> Available data
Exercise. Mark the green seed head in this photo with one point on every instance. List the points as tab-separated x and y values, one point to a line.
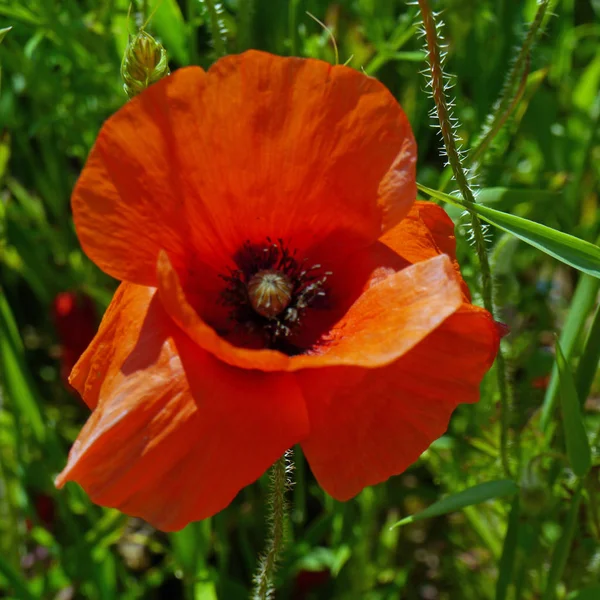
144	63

---

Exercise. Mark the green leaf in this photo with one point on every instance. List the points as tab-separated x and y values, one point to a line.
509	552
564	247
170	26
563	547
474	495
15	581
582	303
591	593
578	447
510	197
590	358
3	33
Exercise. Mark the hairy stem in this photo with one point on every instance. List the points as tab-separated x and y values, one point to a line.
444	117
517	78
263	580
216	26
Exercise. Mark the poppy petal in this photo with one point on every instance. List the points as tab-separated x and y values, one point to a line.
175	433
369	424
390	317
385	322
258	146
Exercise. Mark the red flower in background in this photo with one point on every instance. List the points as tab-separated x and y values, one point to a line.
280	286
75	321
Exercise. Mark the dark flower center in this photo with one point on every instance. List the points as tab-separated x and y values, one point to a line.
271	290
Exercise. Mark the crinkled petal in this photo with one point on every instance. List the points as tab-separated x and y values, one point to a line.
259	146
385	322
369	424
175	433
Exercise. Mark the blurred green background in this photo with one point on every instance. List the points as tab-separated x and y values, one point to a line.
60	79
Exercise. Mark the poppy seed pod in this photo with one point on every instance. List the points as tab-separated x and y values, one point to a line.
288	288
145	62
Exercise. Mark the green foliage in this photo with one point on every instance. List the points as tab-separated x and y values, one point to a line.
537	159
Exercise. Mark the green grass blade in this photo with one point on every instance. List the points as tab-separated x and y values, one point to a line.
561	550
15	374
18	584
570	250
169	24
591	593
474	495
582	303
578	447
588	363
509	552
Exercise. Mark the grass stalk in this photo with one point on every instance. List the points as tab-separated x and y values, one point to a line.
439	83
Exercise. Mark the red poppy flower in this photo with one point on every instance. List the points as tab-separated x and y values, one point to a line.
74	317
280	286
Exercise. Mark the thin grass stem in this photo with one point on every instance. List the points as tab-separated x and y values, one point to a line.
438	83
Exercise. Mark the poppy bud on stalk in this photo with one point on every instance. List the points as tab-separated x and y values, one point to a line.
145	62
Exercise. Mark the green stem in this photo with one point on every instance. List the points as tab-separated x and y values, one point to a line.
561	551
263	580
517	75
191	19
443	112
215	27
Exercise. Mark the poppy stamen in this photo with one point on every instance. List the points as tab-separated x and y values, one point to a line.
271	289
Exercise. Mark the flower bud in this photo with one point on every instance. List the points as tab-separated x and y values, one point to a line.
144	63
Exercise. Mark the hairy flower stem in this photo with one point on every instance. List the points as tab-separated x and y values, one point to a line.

> Brief
Your answer should consist solely of the lines above from the line with "Exercise. Mark the poppy bud" to the line with "Exercise. Mark the hairy flower", both included, reproduced exactly.

> Exercise solution
Exercise. Mark the poppy bud on stalk in this photo with one point on every instance. List the points as tab-separated x and y values, one point to a line.
145	62
Exercise. Mark the green stem in this photo with one point on every instance. List the points as tab-separated x and y values, one point to a line.
561	551
263	580
517	75
191	19
443	112
215	27
Exercise. Mark the poppy stamen in this photo with one point on every instance. List the points as tab-separated x and y values, one point to a line.
271	289
Exercise. Mark the flower bud in this photo with one point on every instance. List the points as tab-separated x and y values, one point to a line.
144	63
Exercise. Mark the hairy flower stem in this photo with one point on every instance. List the points as tab-separated x and y values, one point to a line.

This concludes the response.